**Record set:**
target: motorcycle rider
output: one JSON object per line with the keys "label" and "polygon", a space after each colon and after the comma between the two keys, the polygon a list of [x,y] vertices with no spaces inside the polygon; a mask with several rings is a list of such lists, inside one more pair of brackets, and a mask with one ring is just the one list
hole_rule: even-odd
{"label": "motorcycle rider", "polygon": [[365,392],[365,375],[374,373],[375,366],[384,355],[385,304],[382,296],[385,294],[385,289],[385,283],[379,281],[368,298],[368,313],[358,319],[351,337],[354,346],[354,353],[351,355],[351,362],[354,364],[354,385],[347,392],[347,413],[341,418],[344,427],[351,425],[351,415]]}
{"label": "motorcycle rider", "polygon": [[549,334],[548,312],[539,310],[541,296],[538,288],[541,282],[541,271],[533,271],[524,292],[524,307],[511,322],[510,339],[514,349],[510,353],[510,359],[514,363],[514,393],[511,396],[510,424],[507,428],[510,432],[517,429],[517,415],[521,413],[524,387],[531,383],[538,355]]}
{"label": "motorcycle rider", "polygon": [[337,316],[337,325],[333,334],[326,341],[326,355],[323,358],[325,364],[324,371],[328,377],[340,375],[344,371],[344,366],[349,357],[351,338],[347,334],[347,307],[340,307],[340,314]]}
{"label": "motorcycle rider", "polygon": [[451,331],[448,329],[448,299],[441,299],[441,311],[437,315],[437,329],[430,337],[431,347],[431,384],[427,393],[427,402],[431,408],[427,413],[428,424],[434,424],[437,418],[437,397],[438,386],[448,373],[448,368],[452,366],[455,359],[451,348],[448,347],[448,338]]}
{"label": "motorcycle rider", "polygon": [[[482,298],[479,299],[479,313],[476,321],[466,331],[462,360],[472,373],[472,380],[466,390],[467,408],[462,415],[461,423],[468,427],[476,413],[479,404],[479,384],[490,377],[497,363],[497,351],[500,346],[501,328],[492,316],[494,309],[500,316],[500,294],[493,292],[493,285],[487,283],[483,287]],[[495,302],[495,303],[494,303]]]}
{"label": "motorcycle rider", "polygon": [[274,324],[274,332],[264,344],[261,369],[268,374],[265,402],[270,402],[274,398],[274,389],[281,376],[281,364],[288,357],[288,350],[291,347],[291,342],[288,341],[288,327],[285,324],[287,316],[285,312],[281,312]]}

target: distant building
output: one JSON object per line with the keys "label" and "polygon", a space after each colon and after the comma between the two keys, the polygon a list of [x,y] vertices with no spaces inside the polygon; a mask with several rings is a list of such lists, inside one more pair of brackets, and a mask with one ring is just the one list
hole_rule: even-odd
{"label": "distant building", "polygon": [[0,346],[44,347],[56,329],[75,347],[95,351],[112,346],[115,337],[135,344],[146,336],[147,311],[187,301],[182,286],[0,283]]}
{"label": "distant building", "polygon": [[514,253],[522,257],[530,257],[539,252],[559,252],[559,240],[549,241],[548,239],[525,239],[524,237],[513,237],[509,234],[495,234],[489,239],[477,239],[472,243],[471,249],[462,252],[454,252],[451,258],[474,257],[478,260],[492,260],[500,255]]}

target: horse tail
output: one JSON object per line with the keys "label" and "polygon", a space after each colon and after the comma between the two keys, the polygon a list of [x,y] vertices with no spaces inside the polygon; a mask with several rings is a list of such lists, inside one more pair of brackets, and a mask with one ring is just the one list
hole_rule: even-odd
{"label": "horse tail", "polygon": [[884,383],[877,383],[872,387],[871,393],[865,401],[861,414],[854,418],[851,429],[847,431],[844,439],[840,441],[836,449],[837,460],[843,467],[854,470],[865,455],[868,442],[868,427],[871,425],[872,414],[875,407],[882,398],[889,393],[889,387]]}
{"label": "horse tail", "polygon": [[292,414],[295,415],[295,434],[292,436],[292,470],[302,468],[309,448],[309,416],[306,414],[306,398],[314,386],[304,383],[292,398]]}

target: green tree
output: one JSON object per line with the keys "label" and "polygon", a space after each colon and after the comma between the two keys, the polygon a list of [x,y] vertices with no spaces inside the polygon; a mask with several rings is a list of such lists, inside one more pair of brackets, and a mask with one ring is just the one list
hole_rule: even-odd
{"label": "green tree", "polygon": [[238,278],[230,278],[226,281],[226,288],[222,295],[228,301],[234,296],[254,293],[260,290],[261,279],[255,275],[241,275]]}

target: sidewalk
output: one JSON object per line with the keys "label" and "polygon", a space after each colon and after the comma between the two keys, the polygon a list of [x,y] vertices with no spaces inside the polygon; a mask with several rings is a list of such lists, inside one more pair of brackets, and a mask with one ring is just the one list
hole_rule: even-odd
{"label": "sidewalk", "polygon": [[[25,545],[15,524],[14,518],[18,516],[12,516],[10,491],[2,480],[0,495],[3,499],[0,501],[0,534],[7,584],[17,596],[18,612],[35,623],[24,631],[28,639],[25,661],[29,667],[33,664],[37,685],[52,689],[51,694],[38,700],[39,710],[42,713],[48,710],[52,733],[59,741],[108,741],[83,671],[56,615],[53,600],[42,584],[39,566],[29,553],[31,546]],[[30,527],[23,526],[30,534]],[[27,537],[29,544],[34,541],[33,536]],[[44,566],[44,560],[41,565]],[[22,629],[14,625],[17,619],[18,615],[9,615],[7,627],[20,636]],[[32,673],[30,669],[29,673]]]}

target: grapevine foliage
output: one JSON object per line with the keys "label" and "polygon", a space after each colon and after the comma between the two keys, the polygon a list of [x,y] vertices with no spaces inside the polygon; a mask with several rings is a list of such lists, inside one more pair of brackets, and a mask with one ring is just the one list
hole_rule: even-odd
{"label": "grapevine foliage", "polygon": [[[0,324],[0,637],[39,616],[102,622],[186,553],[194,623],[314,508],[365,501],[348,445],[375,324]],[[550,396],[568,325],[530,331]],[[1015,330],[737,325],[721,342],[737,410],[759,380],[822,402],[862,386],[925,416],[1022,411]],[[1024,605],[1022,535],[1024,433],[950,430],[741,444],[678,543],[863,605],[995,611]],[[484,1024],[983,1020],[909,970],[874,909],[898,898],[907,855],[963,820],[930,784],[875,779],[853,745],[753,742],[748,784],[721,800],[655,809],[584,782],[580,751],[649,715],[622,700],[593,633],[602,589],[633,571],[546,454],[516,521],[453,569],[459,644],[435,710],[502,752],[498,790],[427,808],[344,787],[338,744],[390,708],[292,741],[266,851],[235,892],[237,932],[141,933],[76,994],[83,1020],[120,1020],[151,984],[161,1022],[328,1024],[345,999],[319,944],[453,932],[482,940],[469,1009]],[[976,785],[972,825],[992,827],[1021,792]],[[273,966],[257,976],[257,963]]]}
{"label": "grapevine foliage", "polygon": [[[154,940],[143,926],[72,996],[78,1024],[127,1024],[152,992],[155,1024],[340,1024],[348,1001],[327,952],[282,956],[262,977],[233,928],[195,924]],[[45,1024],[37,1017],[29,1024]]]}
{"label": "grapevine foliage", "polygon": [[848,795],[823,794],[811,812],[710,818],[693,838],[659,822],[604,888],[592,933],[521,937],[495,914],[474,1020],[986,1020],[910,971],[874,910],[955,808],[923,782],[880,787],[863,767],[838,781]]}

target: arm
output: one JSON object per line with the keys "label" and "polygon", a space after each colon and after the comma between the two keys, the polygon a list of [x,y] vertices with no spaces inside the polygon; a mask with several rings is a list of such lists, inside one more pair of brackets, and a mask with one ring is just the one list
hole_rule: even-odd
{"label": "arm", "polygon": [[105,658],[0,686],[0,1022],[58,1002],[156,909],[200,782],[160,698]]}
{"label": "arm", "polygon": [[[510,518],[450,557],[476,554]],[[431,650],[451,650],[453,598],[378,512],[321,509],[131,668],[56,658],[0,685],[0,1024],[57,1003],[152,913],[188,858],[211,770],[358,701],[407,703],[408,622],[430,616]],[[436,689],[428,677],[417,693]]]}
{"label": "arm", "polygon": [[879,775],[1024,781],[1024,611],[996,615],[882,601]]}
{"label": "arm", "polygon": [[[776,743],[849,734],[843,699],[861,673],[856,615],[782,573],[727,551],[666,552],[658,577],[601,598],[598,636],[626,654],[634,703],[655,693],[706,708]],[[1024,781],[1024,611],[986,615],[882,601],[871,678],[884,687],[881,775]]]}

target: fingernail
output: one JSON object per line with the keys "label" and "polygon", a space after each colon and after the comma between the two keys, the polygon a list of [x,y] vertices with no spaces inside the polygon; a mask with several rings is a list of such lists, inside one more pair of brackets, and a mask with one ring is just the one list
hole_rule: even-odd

**Assignment:**
For the string "target", filter the data and copy out each line where it occurs.

**Finished task:**
target: motorcycle rider
target: distant building
target: horse tail
target: green tree
target: sidewalk
target: grapevine foliage
target: arm
target: fingernail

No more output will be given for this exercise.